TEXTAUSZUG:
####

Spontanität im Fischgehirn

Wissenschaftler wollen verstehen, wie zufälliges Verhalten im Gehirn entsteht

31. August 2018

Verhalten verfolgt meist einen bestimmten Zweck. Doch Verhalten ist nicht immer zielgerichtet, sondern auch spontan und zufällig. Denn wenn zum Beispiel die Fluchtbewegungen eines Tieres nach einem vorhersehbaren Muster ablaufen würden, wäre ein fatales Ende nur eine Frage der Zeit. Ob der Hase nach rechts oder links ausweicht, wenn der Fuchs von hinten kommt, sollte somit eine Zufallskomponente haben. Wie das Gehirn ein stabil ablaufendes Verhaltensprogramm (wie zum Beispiel Flucht) mit zufälligen Komponenten ergänzt, ohne dass das ganze System zusammenbricht, wollen Ruben Portugues vom Max-Planck-Institut für Neurobiologie und sein Kollege Michael Orger von der Champalimaud Foundation verstehen. Die VW-Stiftung unterstützt das Vorhaben mit einem "Leben?" Forschungsstipendium.

„Zufällige Verhaltenskomponenten sind enorm wichtig, aber schwer zu beschreiben“, erklärt der Neurobiologe Portugues. „Wir müssen in unserem Modellorganismus, dem Zebrafisch, das vermutete Verhalten daher erst einmal einwandfrei charakterisieren und dann eine geeignete Testumgebung schaffen.“ Dabei wollen die Forscher sowohl Verhalten in Reaktion auf einen äußeren Reiz als auch ohne solche Einflüsse beobachten.

Ist ein passendes Verhalten mit Spontankomponenten erst einmal identifiziert, geht’s ans Eingemachte. Mit Highspeed-Kameras und den neusten Mikroskopieverfahren will der Wissenschaftler das Verhalten und die neuronale Aktivität junger Zebrafischlarven zeitgleich erfassen. Erst seit kurzem ist es dank neuster optischer Methoden möglich, die Nervenzellaktivität der kleinen, durchsichtigen Fische von außen systematisch zu beobachten und zu manipulieren. Mit Hilfe eines speziellen Tracking-Mikroskops und optogenetischer Methoden wollen die Wissenschaftler daher nun die Rolle einzelner Nervenzellen als Teil des Netzwerks untersuchen: Die Frage ist, ob und wie zufällige Verhaltenskomponenten aus der Aktivität von Nervennetzwerken entstehen können.

####

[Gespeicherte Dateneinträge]
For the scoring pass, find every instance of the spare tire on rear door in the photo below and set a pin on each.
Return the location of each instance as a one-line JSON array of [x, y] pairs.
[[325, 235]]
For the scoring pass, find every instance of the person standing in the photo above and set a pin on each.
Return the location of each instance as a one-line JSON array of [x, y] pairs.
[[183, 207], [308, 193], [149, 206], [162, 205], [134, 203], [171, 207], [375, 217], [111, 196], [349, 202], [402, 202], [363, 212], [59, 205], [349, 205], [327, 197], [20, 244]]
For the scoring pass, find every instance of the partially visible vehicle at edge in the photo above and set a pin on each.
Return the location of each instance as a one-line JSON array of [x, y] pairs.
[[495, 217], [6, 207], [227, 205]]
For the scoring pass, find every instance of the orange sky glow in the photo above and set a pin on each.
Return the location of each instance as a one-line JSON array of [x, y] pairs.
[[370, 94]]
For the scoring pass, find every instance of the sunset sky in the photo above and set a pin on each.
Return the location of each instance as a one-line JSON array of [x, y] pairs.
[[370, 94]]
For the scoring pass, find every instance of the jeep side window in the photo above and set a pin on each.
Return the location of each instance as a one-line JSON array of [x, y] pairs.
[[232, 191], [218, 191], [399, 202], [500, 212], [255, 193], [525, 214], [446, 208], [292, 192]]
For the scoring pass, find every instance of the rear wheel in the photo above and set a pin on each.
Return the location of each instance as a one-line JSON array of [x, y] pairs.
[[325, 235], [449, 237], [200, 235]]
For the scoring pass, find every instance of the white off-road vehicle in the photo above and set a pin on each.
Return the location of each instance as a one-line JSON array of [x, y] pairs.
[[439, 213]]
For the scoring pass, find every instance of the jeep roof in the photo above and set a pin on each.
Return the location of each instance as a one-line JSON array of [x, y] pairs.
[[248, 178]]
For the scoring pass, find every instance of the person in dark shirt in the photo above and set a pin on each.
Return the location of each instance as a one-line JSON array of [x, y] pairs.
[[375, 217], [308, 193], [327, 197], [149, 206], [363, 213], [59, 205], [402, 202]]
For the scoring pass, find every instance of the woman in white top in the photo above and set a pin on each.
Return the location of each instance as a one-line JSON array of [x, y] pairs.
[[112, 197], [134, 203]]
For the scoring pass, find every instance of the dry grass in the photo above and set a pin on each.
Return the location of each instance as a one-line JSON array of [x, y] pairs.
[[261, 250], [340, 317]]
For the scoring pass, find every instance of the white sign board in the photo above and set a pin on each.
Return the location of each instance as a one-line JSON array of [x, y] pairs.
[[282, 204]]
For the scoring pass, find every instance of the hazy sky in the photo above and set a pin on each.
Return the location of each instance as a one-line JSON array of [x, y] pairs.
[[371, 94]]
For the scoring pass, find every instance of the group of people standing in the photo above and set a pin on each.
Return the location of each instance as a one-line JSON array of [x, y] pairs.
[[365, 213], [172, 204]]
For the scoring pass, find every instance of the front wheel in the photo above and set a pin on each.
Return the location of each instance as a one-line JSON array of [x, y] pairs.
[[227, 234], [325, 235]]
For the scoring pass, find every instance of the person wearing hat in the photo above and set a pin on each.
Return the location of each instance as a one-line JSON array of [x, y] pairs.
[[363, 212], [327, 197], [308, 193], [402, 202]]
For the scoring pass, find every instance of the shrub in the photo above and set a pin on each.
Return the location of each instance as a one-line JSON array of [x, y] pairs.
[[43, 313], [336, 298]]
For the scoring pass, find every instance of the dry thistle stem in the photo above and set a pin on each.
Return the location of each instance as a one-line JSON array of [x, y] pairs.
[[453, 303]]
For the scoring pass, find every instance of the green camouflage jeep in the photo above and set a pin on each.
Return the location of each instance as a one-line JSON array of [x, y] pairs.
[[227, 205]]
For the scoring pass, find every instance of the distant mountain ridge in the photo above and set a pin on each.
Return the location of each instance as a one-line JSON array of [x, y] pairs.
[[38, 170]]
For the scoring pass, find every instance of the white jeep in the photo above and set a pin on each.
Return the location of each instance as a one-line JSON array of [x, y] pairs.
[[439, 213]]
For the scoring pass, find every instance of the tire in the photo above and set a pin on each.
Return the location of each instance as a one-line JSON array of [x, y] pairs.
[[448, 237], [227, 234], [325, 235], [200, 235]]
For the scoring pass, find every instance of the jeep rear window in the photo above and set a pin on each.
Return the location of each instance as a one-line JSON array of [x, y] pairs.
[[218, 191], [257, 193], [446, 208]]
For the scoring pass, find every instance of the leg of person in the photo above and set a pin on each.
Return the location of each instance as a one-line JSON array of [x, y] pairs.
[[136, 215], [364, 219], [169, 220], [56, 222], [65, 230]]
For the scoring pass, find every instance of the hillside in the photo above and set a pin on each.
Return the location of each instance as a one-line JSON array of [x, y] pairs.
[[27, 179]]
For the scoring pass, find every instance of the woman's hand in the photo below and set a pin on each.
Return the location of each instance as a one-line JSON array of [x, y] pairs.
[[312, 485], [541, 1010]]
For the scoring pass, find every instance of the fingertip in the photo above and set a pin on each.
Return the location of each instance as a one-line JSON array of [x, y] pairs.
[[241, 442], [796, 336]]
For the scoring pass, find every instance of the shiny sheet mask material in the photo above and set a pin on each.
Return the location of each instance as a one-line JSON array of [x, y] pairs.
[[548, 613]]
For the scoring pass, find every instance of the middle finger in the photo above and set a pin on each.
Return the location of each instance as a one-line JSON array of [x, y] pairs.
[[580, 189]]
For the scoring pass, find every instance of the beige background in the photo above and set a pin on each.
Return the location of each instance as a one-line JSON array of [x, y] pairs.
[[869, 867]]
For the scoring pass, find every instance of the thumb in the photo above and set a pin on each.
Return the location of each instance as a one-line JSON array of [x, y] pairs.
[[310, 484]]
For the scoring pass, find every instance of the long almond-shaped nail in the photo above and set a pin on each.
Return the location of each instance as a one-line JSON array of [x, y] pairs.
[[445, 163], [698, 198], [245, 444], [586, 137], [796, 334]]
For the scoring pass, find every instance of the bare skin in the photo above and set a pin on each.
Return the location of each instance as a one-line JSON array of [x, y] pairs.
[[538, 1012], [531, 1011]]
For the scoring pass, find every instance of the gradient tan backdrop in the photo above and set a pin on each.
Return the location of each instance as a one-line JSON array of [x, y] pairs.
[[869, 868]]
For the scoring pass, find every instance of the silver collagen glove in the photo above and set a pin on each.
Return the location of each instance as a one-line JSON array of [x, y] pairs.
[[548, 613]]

####

AUFGABE 1: Welcher Modellorganismus dient laut Textauszug der Untersuchung?
AUFGABE 2: Führe den Textauszug über Spontanität im Fischgehirn im Anschluss an seinen letzten Satz weiter.
Die Zeilen sind eigenständiges Material und gehören nicht zum Textauszug.

ANTWORT 1: Der Zebrafisch.

ANTWORT 2:
Die Studie findet in Zusammenarbeit mit Michael Orger von der Champalimaud Foundation statt. Die beiden Wissenschaftler und ihre Teams erhalten zur Durchführung des Vorhabens ein Forschungsstipendium der VW-Stiftung im Rahmen der Förderung „Leben? – Ein neuer Blick auf die grundlegenden Prinzipien des Lebens“. Das Projekt wird dadurch über fünf Jahre mit insgesamt 1,3 Millionen Euro gefördert.

Ruben Portugues studierte Mathematik an der Cambridge Universität, wo er 2004 auch seinen Doktortitel in theoretischer Physik erlangte. Nach Forschungsaufenthalten am Centro de Estudios Cientificos (CECS) in Chile und der Harvard University in den USA, kam er 2014 an das MPI für Neurobiologie. Hier untersucht er mit seiner Max-Planck-Forschungsgruppe „Sensomotorische Kontrolle“, wie Sinne und Erfahrungen Bewegungen beeinflussen.